== Work instructions ==
Quote the essay on grief below exactly, starting with "Actually, I’d say" and going on through "felt like magic.".

== Supplied text ==
---
All of Love is Letting Go
reflections on life and death from the other side of a Twelfth House year
Honestly, I had every intention of getting back to business as usual around here after I finally managed to write and send my last letter. I felt like I had really broken through some resistance and learned what I was supposed to learn from that bizarre little blip on the radar of my creativity, and now my expectations of myself could just go back to normal. I started compiling a list of delights for April, made a note on my schedule to solicit subscriber questions for the monthly Q+A, and began assembling the skeleton of the next essay.
And then my friend died.
Since there’s no easy way to tell the truth about things like this, that sentence is how I’ve worked the language through my body and decided to say it. That’s something grief does, apparently, or at least this grief has done to me — it has emptied me of efforting, gotten me straight to the point. Because I no longer have the energy for any other tone. This is just what happened. It cannot be undone.
And while I’m here, telling the truth, I may as well let you know that I’d actually felt death coming somehow, in some way, over these past few months. When I found out about Elle, I already had Joan Didion’s, “The Year of Magical Thinking” at the top of (one of) the stack(s) of books on my bedside table(s). I’d checked it out from the library months ago, not really knowing exactly why. I’d barely read it because it had barely resonated, but for some reason I just couldn’t take it back.
Similarly, for some reason, the top pinned note in my notes app is (still) titled “February essay on death?” because earlier this year I (obviously) got the idea to write an essay about death. The note contains only four lines, and three of them are basically me trying to figure out why, exactly, I felt the need to write about death in the first place. At the end of last year, one of my best friends had a major medical emergency, and looking back it feels like that incident tore some kind of veil. She survived, but that situation brought death closer than it had ever really come before. And I have sensed it lurking over my shoulder ever since. It’s hard to explain, but maybe this is just a fact of getting older.
Actually, I’d say that I know for sure now that it is.
But still… I never expected this.
My darling Elle, what feels good to tell you about her? I mean, I’ve spent the past two months quietly working this out because it’s complicated. Both the specific circumstances surrounding her death and the nature of our relationship over the past few years. The truest thing I can tell you is that I loved her enormously. In my waves and phases of processing over the past weeks, I’ve come to understand that even though our closeness had recently shifted — the last time we texted was Christmas — what will always feel most significant and true is that the beginning felt like magic.
---
(Data extracted from a collection)
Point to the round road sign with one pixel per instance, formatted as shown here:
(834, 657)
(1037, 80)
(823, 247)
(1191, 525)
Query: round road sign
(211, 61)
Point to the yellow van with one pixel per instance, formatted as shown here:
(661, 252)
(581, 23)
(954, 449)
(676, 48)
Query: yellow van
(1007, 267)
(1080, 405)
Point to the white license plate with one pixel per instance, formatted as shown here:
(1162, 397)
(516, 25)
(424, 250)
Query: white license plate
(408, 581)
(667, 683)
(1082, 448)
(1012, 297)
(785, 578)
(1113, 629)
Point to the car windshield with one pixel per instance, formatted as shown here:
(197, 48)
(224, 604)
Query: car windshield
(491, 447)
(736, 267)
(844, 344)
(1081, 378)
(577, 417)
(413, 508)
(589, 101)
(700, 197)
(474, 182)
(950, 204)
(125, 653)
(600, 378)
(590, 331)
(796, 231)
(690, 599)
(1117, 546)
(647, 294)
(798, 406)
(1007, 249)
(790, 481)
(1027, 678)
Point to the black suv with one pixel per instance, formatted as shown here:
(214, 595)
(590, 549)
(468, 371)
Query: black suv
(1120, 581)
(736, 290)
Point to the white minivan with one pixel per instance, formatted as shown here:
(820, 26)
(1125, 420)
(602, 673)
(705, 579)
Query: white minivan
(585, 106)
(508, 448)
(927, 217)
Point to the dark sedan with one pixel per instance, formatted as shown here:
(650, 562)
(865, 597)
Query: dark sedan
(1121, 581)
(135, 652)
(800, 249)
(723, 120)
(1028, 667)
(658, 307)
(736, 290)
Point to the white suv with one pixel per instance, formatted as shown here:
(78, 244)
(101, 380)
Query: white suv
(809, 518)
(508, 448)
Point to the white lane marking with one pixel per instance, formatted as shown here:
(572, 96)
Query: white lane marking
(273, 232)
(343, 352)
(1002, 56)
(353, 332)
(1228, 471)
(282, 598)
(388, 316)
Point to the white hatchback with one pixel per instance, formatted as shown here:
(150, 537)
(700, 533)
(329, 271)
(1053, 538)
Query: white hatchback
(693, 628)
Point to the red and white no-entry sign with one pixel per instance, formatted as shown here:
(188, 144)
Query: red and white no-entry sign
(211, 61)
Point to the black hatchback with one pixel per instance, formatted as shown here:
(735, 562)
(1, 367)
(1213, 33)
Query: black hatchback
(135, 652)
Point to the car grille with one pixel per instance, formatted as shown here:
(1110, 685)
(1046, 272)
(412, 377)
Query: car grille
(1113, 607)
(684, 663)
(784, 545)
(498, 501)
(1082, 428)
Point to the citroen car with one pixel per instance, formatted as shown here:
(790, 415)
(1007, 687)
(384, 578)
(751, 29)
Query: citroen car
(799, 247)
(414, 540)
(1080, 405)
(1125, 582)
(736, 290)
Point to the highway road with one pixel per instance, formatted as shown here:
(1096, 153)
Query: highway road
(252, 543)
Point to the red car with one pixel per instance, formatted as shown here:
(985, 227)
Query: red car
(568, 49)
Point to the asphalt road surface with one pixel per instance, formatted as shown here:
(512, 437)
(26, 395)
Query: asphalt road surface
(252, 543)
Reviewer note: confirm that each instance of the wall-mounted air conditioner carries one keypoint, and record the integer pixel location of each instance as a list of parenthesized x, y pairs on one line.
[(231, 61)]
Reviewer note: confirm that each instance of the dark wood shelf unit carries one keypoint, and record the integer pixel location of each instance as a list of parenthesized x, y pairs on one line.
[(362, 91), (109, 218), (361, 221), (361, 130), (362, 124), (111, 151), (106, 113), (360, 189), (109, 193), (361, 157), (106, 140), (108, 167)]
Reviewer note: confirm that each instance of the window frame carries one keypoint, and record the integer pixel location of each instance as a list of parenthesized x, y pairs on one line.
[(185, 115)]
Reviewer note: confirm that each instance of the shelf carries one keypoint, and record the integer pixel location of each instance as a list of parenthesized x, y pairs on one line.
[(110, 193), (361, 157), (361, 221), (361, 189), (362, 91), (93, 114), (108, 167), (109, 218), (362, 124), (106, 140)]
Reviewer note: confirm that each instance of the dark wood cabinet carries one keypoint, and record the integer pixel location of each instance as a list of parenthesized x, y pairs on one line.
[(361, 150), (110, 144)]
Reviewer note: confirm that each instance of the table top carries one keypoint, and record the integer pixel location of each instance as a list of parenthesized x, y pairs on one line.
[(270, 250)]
---
== Written reply ==
Actually, I’d say that I know for sure now that it is.
But still… I never expected this.
My darling Elle, what feels good to tell you about her? I mean, I’ve spent the past two months quietly working this out because it’s complicated. Both the specific circumstances surrounding her death and the nature of our relationship over the past few years. The truest thing I can tell you is that I loved her enormously. In my waves and phases of processing over the past weeks, I’ve come to understand that even though our closeness had recently shifted — the last time we texted was Christmas — what will always feel most significant and true is that the beginning felt like magic.